**YOUR OBJECTIVE**
Answer these questions from the excerpt about the Studium Biblicum below:
1. Under whose leadership does the SBF continue?
2. Where is Fr. Matteo Munari a professor?
3. Which chapter of Genesis did Fr. Matteo cite for the first mention of the voice of God in the Bible?

--- EXCERPTED TEXT ---

The year 2024 marked the milestone of one hundred years, a century of friars who teach, excavate, study and narrate, because the Holy Land is not only a scenario, but a key to reading the Bible and the world. Under the leadership of Fr. Rosario Pierri, the SBF continues to be a bridge between scientific research and the life of the Church, a place where the Word is studied where it was born.

Fr. Matteo Munari, a professor at the Studium Biblicum, offered a profound meditation on the theme of listening to the voice of God in moments of crisis. An intense intervention, rich in biblical references, personal experiences and spiritual provocations, which sincerely touched one of the most complex knots of the human experience, understanding where God is when everything seems to darken.
Fr. Matteo opened his reflection with a surprising image, the first mention of the voice of God in the Bible does not appear as consolation, but as a call. In the third chapter of Genesis, after original sin, Adam and Eve "heard the voice of the Lord God walking in the garden".

--- SUPPLIED ENTRIES ---

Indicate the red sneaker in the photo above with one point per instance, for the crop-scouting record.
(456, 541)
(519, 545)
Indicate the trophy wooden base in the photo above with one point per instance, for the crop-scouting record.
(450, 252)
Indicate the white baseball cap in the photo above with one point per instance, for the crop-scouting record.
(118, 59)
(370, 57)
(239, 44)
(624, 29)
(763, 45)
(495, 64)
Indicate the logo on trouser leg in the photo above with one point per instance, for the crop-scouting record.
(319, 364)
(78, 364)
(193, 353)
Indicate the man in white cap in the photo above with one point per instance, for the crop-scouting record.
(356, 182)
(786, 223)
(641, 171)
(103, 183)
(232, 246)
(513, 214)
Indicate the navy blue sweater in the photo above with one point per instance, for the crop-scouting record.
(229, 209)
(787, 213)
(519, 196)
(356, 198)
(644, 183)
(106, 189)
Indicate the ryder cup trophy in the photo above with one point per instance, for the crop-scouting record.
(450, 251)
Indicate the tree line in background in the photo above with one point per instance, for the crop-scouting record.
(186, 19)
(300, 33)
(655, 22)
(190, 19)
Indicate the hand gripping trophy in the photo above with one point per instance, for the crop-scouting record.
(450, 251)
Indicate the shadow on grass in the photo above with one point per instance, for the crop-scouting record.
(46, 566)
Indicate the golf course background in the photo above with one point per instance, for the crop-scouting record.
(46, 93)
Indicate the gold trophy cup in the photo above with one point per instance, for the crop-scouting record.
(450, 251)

---

**EXERCISE RESULT**
1. Fr. Rosario Pierri
2. The Studium Biblicum
3. The third chapter